Select every line in the items below that contains the word "post", and copy each of those lines in full.

-*-*-

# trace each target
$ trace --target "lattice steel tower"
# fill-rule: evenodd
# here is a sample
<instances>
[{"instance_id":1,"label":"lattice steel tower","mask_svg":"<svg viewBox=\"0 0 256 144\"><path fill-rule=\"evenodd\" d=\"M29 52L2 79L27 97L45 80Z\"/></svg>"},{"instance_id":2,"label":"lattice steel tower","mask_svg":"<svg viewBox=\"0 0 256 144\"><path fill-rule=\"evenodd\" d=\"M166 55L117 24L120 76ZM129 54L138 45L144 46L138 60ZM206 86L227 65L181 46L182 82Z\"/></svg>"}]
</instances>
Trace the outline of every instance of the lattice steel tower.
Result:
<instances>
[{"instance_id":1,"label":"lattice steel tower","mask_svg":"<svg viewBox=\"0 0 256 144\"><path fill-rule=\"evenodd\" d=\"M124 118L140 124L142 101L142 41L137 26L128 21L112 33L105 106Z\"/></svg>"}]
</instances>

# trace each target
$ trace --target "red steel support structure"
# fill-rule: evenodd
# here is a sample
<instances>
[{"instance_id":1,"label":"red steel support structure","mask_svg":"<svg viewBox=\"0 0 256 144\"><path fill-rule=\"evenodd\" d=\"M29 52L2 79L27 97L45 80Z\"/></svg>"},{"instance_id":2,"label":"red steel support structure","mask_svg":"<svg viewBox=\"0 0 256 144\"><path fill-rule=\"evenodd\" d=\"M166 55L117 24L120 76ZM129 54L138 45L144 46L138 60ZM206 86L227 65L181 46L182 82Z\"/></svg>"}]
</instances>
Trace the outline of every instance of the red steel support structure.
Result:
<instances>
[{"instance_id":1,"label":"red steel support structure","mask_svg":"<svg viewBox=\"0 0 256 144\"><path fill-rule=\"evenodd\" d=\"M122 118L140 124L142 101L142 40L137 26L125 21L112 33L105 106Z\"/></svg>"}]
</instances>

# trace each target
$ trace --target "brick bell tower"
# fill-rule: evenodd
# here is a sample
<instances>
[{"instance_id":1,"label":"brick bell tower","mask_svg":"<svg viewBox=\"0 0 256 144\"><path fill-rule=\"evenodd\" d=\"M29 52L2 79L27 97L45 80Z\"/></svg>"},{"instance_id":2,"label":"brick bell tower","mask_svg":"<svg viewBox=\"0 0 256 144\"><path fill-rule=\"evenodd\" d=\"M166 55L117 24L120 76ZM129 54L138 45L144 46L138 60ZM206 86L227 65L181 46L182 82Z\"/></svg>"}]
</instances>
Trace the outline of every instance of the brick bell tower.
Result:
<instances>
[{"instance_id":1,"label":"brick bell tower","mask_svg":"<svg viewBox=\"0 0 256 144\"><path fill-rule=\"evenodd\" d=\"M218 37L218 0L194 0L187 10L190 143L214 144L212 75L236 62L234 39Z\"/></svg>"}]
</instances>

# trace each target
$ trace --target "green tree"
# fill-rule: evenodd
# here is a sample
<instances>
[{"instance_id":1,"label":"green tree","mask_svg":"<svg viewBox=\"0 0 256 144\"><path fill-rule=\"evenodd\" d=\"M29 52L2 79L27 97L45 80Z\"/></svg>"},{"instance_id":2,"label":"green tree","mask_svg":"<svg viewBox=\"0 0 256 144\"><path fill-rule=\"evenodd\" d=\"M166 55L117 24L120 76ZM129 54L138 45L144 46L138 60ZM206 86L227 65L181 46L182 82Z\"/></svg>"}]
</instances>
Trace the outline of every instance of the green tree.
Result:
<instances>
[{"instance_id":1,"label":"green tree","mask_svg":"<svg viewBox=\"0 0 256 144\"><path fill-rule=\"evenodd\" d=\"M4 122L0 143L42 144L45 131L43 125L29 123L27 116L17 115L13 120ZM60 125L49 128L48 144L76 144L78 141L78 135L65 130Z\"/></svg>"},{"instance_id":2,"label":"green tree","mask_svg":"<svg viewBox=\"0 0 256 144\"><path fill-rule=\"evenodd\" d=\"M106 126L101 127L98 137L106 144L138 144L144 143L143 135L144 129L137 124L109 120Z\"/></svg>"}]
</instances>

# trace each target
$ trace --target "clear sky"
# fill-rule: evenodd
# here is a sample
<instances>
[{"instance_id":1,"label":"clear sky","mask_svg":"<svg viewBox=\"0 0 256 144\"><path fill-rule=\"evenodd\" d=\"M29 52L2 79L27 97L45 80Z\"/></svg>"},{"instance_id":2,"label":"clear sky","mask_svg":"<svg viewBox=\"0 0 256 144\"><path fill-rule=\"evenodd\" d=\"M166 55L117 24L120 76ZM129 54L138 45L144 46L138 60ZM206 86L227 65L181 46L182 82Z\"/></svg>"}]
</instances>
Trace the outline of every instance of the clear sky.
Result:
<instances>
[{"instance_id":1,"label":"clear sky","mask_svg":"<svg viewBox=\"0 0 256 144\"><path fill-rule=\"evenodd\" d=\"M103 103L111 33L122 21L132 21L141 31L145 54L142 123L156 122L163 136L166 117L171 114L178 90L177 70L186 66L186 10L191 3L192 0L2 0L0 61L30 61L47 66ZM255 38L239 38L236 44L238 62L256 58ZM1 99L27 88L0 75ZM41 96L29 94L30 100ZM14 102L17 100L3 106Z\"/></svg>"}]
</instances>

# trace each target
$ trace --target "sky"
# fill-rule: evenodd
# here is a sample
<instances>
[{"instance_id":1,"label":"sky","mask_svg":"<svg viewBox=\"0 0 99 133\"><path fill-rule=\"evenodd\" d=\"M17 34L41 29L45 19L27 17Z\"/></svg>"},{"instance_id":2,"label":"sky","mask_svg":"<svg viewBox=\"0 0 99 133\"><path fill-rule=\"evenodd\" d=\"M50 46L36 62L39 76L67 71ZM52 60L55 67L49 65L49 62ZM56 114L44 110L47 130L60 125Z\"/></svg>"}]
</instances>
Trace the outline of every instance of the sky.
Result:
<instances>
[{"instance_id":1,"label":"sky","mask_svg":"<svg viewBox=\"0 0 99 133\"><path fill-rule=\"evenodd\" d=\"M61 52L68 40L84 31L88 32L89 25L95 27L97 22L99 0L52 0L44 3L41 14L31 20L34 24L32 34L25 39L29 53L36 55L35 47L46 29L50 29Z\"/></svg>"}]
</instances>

-*-*-

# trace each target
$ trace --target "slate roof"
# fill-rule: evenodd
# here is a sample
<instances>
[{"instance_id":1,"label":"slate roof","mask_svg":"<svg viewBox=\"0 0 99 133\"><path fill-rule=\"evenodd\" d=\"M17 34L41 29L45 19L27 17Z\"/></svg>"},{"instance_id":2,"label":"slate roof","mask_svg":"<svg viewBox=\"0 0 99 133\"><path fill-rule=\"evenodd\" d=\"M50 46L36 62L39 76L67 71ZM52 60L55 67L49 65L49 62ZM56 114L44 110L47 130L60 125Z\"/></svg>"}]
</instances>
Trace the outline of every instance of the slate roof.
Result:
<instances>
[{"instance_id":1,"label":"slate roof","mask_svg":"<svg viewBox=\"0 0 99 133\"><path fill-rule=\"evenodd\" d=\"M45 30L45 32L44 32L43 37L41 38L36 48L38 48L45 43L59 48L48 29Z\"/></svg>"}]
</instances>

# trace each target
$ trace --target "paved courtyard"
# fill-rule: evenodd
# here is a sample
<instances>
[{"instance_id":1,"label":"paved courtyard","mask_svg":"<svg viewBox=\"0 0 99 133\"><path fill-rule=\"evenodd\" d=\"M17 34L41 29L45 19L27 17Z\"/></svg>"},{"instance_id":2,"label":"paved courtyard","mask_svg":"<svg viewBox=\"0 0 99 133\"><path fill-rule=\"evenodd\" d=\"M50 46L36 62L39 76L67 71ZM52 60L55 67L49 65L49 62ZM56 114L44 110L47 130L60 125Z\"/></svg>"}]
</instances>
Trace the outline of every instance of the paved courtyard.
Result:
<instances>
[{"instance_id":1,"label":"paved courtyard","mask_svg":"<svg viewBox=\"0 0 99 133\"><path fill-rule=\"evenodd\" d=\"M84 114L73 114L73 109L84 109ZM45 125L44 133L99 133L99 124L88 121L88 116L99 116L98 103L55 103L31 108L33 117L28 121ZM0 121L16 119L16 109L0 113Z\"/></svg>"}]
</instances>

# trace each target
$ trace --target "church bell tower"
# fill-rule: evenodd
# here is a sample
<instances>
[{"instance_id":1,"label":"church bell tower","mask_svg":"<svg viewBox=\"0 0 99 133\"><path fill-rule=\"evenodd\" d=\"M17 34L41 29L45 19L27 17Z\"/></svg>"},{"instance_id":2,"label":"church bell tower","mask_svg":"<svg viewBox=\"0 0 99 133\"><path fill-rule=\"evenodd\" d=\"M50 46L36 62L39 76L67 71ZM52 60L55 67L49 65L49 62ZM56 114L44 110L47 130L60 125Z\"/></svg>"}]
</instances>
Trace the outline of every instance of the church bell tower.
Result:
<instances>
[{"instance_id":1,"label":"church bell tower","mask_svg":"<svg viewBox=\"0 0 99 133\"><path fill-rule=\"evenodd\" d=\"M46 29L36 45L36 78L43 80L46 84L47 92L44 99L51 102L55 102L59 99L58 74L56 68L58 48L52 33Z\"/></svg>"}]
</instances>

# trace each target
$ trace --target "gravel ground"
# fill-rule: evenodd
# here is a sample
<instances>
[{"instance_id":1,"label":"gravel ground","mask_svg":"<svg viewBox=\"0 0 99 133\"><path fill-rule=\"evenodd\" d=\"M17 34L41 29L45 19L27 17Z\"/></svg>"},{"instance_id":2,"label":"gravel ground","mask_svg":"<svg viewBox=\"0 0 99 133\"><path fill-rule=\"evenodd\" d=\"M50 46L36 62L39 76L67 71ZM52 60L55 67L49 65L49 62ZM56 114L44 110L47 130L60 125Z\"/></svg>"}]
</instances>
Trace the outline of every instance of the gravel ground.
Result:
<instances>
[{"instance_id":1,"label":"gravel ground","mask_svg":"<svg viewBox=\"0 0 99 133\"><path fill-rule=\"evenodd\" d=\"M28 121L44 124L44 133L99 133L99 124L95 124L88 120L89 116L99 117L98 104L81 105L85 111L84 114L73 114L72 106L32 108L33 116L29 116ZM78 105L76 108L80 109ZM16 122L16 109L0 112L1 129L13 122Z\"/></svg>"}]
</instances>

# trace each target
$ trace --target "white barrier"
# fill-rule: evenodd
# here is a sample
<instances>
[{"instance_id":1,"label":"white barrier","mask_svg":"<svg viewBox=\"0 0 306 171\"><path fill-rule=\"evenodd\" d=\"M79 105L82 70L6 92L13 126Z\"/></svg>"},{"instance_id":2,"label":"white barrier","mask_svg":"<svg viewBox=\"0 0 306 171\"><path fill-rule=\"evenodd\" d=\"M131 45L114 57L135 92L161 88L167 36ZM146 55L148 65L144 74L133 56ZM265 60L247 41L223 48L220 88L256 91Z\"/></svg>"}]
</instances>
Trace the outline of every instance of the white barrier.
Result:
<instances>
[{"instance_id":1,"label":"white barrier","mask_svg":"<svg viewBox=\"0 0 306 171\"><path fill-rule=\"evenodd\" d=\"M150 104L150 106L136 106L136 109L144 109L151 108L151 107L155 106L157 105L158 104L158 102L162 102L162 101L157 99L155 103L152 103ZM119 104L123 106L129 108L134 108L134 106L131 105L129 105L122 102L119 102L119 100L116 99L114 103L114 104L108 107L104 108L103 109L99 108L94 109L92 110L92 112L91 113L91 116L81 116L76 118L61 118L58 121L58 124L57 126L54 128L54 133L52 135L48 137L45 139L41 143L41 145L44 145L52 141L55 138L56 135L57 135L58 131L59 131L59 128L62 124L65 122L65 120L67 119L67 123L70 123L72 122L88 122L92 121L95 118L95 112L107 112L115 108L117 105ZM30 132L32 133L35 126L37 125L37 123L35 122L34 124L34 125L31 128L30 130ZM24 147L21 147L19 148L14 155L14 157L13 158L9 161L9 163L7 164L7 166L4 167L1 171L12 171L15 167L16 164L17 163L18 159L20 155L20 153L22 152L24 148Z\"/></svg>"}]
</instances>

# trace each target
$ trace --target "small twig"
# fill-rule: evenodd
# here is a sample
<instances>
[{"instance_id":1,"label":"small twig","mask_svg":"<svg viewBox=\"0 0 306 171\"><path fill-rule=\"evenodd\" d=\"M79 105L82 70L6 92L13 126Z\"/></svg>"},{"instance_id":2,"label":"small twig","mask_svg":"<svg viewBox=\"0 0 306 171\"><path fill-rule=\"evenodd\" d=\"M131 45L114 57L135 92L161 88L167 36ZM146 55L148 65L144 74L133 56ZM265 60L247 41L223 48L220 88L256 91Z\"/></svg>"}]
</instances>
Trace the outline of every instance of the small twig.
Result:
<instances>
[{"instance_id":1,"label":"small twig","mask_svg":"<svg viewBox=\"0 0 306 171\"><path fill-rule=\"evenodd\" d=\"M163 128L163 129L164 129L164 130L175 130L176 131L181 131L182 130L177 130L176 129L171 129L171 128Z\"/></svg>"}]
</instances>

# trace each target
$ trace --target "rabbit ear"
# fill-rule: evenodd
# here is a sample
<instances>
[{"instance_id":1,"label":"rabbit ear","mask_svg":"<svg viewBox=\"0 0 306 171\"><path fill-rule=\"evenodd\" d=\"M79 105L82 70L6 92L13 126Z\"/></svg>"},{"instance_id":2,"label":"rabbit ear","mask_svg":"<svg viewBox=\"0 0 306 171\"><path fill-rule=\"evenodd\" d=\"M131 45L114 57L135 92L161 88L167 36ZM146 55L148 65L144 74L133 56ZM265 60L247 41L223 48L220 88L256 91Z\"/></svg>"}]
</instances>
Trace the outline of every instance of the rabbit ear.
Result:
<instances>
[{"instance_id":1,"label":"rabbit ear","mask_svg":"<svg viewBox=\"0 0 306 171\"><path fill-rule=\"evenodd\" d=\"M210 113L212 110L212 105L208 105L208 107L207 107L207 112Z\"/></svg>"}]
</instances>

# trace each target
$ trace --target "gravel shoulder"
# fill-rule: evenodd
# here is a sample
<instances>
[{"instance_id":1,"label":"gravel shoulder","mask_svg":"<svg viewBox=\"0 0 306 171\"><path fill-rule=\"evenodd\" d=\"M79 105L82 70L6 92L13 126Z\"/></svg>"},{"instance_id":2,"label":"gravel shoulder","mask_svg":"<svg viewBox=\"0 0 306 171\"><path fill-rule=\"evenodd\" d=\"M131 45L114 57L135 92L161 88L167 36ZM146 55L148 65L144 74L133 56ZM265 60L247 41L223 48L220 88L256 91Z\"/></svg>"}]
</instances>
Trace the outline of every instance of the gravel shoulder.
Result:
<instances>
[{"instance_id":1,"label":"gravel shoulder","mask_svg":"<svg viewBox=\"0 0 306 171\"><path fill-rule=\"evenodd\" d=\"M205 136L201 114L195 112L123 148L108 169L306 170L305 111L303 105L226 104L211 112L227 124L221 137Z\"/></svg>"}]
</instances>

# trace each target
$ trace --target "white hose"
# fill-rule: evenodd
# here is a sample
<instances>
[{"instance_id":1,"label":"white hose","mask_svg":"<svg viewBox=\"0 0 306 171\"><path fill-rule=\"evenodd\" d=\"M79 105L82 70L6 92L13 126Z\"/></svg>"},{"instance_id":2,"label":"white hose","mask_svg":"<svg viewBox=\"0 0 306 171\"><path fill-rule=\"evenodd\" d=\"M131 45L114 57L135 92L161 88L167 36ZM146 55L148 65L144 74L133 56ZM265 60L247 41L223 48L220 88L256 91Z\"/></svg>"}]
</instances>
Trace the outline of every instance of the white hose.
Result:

-*-*-

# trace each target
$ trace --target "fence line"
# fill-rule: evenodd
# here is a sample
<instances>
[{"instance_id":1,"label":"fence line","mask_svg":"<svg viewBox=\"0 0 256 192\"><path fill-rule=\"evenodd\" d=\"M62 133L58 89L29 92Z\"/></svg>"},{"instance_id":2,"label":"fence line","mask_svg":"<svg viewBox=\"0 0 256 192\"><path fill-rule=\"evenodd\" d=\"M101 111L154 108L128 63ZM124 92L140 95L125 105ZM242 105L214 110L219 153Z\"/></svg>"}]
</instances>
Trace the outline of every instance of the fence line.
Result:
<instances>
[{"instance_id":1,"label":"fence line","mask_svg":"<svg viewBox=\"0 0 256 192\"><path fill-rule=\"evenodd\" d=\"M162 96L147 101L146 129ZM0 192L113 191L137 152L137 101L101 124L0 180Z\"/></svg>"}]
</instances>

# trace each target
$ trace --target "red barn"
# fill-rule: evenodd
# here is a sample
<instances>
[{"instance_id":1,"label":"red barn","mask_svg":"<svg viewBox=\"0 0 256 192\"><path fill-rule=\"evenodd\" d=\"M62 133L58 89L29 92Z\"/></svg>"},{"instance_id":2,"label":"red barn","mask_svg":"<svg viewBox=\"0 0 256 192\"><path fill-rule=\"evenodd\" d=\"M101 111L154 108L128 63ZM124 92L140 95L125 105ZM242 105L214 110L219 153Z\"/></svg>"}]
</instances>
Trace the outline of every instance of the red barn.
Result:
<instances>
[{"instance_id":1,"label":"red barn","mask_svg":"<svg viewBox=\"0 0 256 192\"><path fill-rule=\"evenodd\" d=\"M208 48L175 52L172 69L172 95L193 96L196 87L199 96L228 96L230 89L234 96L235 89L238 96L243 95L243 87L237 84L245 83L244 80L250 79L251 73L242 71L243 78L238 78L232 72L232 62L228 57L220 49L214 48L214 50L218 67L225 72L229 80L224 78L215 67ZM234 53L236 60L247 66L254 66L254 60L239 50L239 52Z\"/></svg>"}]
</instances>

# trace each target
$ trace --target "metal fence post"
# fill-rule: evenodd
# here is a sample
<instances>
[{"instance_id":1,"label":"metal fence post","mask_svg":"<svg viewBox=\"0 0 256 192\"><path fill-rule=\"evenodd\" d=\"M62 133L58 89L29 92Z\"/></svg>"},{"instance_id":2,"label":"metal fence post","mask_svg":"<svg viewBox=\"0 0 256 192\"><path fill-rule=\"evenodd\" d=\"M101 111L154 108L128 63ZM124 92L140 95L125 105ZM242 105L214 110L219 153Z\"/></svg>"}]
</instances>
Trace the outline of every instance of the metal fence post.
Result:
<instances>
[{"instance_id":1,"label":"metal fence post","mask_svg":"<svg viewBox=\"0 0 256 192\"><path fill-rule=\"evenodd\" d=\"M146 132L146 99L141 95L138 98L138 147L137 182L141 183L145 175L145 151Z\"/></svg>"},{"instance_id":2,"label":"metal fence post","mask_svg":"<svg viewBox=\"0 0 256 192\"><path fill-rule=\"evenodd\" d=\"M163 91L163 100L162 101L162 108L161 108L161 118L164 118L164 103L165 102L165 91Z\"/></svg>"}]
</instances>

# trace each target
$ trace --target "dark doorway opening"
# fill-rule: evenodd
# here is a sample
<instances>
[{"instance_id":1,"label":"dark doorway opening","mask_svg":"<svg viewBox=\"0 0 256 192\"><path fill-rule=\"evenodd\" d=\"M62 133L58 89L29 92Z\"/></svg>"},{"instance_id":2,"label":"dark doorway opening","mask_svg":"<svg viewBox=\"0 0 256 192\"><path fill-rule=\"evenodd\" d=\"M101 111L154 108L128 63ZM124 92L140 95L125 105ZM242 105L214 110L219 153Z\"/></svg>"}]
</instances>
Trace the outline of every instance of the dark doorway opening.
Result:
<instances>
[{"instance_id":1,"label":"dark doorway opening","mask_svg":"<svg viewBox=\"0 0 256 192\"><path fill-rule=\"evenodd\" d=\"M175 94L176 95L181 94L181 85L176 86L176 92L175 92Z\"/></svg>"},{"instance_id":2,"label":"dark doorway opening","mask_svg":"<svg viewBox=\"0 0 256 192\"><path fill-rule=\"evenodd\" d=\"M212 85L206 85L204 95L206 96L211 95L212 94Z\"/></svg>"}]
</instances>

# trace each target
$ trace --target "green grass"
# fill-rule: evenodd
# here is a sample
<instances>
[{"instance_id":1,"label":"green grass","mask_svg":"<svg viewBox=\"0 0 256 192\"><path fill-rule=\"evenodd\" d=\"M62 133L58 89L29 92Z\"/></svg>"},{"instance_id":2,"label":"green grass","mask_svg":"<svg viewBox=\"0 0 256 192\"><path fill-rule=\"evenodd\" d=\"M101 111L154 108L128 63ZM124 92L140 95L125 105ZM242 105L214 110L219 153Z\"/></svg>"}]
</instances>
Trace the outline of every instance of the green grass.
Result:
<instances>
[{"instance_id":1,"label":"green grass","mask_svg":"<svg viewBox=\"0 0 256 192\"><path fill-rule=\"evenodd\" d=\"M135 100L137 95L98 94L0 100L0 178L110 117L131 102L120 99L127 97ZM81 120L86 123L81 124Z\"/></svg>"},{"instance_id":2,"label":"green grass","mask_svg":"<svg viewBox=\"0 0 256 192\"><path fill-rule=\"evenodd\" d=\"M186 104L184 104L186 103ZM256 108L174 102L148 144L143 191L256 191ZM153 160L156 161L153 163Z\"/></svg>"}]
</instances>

-*-*-

=== TASK SOLUTION ===
$ trace --target "metal fence post"
[{"instance_id":1,"label":"metal fence post","mask_svg":"<svg viewBox=\"0 0 256 192\"><path fill-rule=\"evenodd\" d=\"M62 133L58 89L29 92Z\"/></svg>"},{"instance_id":2,"label":"metal fence post","mask_svg":"<svg viewBox=\"0 0 256 192\"><path fill-rule=\"evenodd\" d=\"M101 111L154 108L128 63ZM124 92L140 95L125 105ZM242 105L214 110L219 153Z\"/></svg>"}]
Trace the outline of every instance of the metal fence post.
[{"instance_id":1,"label":"metal fence post","mask_svg":"<svg viewBox=\"0 0 256 192\"><path fill-rule=\"evenodd\" d=\"M146 132L146 99L141 95L138 98L138 147L137 182L141 183L145 175L145 151Z\"/></svg>"},{"instance_id":2,"label":"metal fence post","mask_svg":"<svg viewBox=\"0 0 256 192\"><path fill-rule=\"evenodd\" d=\"M163 91L163 100L162 101L162 108L161 108L161 118L164 118L164 103L165 102L165 91Z\"/></svg>"}]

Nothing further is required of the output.